:: EXTRACT

Wednesday, 13 December 2017

Wives, Mistresses and Governesses, Girls' education in the 18th and 19th centuries

'I wish the singing master may not get one of my Lady Busby's daughters, which you know is commonly done'
(Lady Gardiner to Sir John Verney, 27 Nov. 1701.  Verney letters of the 18th century ed. Margaret Maria, Lady Verney, 2 vols, 1930, Vol. 1, p.165

 The Married Women's Property Act was passed in 1882.  Until then, in the U.K. the property of a married woman became her husband's  A husband might spend his wife's fortune any way he pleased and there was little her friends and relations, and the wife herself, could do about it though concerned fathers did attempt to tie up their daughters' money in dowries.  There was a great deal to be gained by seducing a young girl from a wealthy family into an a runaway marriage as Charles Wickham tries to run away with Mr. Darcy's sister in Pride and Prejudice.

::::
:: EXCERPTED DATA

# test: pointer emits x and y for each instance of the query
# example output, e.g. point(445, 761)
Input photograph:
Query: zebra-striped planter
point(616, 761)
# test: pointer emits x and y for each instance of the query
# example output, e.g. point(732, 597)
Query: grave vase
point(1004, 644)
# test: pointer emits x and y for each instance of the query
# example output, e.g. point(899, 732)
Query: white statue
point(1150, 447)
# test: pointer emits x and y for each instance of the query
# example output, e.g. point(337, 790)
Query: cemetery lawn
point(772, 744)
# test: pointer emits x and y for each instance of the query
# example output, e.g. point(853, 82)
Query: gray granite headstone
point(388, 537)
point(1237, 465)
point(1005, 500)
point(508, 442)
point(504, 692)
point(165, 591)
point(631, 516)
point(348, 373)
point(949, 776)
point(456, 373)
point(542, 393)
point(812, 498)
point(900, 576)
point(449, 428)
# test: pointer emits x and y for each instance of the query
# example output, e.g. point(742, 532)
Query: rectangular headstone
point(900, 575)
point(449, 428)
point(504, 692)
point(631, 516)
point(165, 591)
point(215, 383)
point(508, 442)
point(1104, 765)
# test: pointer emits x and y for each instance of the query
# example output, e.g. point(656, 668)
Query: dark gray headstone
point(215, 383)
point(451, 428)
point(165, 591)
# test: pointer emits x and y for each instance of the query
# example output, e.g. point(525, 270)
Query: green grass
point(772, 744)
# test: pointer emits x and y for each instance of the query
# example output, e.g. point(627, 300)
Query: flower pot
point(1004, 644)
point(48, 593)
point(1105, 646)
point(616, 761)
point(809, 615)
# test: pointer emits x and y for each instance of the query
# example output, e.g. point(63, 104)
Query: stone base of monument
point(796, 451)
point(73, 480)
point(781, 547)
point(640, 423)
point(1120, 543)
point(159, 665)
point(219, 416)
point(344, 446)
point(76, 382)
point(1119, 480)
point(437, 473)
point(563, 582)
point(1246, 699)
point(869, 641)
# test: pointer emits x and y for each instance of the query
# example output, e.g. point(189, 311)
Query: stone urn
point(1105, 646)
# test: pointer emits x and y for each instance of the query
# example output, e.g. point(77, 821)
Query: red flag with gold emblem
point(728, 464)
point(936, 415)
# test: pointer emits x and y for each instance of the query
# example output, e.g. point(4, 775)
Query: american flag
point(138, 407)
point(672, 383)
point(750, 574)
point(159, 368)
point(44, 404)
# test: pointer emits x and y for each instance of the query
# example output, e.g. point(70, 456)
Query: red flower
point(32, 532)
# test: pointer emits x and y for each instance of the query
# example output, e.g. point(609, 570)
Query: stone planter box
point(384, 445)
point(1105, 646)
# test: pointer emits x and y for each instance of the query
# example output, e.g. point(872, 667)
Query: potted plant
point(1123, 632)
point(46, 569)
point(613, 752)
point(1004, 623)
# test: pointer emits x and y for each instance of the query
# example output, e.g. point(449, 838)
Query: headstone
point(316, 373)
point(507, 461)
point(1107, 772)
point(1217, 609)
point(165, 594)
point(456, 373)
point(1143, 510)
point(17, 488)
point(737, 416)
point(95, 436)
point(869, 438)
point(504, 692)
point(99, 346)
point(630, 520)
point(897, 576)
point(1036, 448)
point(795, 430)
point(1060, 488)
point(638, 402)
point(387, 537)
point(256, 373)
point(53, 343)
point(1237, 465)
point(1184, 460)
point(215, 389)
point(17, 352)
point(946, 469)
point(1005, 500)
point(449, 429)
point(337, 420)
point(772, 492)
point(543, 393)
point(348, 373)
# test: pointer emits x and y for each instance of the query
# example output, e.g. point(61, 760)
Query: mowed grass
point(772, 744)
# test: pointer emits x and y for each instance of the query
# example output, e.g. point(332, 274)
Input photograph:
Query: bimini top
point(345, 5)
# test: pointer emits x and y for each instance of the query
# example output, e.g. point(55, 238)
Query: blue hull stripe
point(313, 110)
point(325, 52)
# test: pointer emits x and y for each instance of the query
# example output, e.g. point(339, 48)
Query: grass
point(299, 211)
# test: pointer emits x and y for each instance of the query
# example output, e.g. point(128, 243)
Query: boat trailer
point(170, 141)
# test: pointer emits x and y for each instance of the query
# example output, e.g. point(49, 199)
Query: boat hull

::::

• _ACTIONS TO TAKE_
1: Answer these questions from the post on girls' education:
(a) Who wrote the quoted letter, and to whom?
(b) In what year was the Married Women's Property Act passed?
(c) What did concerned fathers attempt to do with their daughters' money?
2: List every year that appears in the post on girls' education, in the order they occur.
3: From the post on girls' education, extract the passage starting at "Wives, Mistresses and" and ending at "Pride and Prejudice.".
The entries are separate from the post on girls' education and have nothing to do with it.

• _ANSWER LIST_
1:
(a) Lady Gardiner wrote it to Sir John Verney.
(b) 1882.
(c) They attempted to tie it up in dowries.

2: 2017, 1701, 1930, 1882

3:
Wives, Mistresses and Governesses, Girls' education in the 18th and 19th centuries

'I wish the singing master may not get one of my Lady Busby's daughters, which you know is commonly done'
(Lady Gardiner to Sir John Verney, 27 Nov. 1701.  Verney letters of the 18th century ed. Margaret Maria, Lady Verney, 2 vols, 1930, Vol. 1, p.165

 The Married Women's Property Act was passed in 1882.  Until then, in the U.K. the property of a married woman became her husband's  A husband might spend his wife's fortune any way he pleased and there was little her friends and relations, and the wife herself, could do about it though concerned fathers did attempt to tie up their daughters' money in dowries.  There was a great deal to be gained by seducing a young girl from a wealthy family into an a runaway marriage as Charles Wickham tries to run away with Mr. Darcy's sister in Pride and Prejudice.